| Given task |
Quote the lines of the listing below, starting with the line that contains "Target = cargo door" and continuing through the line that contains "[(185, 222)]", including both of those lines and nothing else.

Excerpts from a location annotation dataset
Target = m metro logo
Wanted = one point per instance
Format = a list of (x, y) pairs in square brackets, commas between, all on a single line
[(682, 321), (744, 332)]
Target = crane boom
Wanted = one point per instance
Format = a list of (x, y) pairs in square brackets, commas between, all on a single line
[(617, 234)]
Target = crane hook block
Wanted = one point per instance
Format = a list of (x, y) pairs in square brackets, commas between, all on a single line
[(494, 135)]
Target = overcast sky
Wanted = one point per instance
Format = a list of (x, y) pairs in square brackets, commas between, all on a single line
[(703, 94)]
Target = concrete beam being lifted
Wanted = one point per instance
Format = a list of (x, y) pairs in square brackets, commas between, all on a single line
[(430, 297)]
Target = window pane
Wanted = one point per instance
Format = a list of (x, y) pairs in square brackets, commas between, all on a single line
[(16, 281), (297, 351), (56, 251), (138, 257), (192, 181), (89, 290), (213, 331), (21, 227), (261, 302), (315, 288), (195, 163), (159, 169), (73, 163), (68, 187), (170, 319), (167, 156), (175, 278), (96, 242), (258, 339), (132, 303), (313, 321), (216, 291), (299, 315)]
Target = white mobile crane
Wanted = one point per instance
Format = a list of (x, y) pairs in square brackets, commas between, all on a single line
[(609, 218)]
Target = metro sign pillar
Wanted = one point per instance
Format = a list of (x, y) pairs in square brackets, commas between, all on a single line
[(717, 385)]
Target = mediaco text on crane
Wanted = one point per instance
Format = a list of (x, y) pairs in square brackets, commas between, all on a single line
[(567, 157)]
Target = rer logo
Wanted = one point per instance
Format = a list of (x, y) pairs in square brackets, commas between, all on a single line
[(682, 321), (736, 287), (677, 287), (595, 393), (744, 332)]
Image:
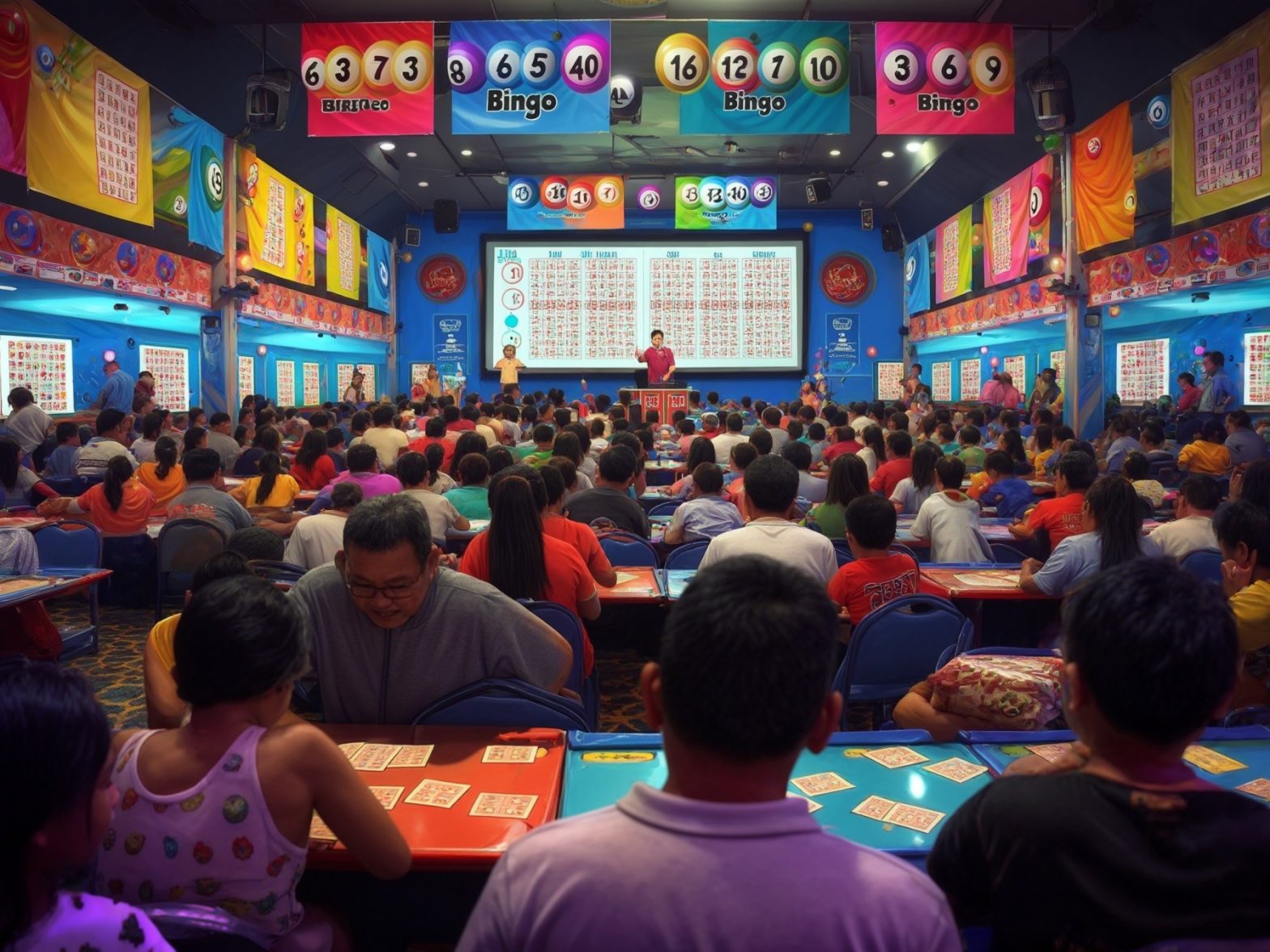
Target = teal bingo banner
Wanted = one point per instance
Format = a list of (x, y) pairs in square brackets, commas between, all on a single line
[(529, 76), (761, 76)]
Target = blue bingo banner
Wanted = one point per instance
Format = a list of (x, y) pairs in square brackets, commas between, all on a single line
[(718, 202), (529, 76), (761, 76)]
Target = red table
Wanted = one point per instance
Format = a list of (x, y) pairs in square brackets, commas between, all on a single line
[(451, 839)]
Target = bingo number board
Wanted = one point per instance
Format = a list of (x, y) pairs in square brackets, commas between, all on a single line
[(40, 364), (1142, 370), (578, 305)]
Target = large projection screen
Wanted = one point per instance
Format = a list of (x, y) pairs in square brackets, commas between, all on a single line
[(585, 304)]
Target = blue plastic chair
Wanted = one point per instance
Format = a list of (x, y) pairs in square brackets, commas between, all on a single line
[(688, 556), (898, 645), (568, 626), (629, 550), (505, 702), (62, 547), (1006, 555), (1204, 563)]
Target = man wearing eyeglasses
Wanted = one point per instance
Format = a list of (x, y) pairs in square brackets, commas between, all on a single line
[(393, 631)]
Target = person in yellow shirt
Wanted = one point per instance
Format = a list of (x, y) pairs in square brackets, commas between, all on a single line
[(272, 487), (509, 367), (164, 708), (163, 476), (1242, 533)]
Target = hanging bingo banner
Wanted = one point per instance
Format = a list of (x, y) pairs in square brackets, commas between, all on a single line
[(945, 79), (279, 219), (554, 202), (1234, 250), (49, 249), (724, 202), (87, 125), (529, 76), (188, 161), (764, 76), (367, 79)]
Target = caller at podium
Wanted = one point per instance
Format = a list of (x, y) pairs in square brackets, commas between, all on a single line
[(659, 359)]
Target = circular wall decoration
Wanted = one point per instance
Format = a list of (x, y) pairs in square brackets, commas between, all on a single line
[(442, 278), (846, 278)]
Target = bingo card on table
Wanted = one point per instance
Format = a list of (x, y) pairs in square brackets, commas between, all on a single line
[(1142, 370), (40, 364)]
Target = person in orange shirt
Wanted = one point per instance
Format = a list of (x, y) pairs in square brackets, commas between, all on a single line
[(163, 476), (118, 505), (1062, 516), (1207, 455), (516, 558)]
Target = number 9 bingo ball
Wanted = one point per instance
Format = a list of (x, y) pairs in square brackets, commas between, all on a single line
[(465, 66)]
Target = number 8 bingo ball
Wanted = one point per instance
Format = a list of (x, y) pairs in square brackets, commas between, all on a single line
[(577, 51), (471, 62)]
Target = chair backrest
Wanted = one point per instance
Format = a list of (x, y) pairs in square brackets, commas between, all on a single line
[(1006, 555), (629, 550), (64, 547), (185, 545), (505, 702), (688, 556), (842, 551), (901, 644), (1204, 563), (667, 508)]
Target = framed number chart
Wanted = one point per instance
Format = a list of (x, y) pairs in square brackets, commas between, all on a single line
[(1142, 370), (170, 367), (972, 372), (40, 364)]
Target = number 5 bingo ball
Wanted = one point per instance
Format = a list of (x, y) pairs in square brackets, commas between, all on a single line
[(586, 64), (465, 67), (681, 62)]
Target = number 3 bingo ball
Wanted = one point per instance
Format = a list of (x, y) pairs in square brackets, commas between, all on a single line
---
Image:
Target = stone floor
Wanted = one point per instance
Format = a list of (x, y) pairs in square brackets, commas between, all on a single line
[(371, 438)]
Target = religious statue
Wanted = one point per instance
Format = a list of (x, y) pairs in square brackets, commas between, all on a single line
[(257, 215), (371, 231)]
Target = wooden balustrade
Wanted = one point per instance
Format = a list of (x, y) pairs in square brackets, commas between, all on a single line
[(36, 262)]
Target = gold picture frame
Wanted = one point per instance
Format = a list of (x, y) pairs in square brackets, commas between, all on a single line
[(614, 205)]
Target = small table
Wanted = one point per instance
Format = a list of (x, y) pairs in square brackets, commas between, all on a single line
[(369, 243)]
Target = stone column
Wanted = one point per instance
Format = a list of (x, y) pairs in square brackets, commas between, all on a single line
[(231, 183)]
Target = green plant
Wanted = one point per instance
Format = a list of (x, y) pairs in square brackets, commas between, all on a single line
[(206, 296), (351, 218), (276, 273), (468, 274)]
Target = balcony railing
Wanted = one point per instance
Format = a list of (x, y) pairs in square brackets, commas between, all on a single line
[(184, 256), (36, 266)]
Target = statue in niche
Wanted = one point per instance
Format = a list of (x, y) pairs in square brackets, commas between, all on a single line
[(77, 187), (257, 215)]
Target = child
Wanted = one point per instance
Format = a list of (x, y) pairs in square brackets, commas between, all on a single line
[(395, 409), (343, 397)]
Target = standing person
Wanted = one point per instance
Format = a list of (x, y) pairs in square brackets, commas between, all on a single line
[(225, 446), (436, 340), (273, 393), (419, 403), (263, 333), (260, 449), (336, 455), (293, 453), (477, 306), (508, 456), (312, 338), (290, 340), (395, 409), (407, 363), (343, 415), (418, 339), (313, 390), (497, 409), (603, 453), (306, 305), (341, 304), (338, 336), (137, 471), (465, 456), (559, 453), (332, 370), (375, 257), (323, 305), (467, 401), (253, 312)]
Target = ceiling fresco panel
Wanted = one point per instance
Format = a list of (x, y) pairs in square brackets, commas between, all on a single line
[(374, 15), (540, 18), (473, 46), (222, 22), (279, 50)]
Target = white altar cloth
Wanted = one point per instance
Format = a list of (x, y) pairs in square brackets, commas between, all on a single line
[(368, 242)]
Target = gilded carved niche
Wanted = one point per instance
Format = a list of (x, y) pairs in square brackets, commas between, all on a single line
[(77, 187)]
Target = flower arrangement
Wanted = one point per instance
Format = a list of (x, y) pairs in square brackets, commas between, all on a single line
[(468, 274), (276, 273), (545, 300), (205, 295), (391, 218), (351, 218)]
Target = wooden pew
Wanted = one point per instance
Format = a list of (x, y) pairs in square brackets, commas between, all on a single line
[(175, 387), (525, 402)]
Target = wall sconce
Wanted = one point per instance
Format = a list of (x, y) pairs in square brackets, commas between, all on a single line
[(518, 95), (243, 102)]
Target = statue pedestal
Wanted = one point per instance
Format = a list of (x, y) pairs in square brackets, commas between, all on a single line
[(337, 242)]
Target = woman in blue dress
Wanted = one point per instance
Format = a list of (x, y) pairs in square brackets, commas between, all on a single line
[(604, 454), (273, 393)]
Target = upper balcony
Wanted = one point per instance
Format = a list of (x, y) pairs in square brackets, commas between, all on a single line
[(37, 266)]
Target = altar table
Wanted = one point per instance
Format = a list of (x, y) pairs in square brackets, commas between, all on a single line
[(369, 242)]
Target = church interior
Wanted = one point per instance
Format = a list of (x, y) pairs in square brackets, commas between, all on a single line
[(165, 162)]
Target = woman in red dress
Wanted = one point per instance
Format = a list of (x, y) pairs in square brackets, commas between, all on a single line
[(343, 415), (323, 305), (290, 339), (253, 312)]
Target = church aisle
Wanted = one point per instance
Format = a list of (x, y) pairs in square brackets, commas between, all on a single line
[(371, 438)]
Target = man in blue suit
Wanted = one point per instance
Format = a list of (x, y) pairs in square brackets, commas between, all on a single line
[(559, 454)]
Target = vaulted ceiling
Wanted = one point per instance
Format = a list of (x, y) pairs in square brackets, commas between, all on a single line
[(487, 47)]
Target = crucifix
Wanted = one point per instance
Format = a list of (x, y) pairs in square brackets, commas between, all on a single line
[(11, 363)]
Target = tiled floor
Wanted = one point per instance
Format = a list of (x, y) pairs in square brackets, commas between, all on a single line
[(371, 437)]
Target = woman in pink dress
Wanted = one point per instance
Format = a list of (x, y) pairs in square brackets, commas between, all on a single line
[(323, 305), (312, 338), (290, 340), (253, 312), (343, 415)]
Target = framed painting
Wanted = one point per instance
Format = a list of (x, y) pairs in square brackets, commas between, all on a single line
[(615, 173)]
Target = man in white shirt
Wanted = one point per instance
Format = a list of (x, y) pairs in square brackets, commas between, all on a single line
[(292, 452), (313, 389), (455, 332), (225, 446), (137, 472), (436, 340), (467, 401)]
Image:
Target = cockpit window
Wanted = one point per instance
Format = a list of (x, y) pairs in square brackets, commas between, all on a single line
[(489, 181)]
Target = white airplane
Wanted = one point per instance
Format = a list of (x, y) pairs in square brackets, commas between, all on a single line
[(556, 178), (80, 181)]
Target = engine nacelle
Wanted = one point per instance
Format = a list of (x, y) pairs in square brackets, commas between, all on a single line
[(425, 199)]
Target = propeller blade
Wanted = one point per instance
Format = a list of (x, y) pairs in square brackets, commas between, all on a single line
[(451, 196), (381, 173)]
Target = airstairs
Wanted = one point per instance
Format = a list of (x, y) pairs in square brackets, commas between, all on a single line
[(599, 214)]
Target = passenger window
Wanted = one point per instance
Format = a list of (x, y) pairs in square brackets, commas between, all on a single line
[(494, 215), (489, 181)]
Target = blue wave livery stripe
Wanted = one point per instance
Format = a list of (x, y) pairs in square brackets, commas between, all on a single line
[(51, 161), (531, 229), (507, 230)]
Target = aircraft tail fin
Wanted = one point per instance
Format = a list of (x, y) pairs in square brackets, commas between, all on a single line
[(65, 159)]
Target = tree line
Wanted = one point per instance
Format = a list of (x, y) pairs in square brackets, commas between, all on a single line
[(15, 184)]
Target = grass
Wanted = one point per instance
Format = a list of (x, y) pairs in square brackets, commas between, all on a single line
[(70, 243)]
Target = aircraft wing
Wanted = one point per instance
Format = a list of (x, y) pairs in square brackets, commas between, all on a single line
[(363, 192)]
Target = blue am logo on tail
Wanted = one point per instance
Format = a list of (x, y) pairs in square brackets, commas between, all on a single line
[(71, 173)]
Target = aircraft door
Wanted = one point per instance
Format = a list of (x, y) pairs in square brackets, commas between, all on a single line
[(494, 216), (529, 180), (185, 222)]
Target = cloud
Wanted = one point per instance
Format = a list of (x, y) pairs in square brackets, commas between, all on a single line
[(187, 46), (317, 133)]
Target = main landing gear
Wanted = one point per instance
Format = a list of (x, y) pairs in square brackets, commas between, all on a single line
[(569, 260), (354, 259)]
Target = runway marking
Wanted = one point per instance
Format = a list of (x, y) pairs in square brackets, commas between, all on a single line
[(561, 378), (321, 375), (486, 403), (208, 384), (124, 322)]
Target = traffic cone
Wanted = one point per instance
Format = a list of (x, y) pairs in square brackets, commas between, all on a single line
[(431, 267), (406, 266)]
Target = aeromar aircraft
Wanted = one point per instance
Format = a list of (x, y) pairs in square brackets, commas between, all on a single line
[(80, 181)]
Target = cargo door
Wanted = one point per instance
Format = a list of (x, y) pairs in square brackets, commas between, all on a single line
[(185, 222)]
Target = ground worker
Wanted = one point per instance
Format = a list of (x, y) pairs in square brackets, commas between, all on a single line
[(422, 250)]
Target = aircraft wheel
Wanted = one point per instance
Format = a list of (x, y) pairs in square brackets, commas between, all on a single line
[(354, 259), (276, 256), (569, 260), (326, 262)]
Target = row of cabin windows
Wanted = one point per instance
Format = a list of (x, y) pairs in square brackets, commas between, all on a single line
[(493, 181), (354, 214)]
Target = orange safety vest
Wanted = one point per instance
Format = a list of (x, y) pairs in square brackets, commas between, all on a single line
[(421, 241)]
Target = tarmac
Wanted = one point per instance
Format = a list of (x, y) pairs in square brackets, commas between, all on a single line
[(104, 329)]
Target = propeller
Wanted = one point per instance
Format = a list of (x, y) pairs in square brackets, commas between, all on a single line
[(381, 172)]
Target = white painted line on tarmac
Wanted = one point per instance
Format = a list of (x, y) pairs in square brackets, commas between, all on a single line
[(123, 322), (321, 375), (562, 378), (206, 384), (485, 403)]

| Solution to this exercise |
Target = cargo door
Wanted = one point per instance
Format = a list of (x, y) pairs in square brackets, commas between, all on a single line
[(185, 222)]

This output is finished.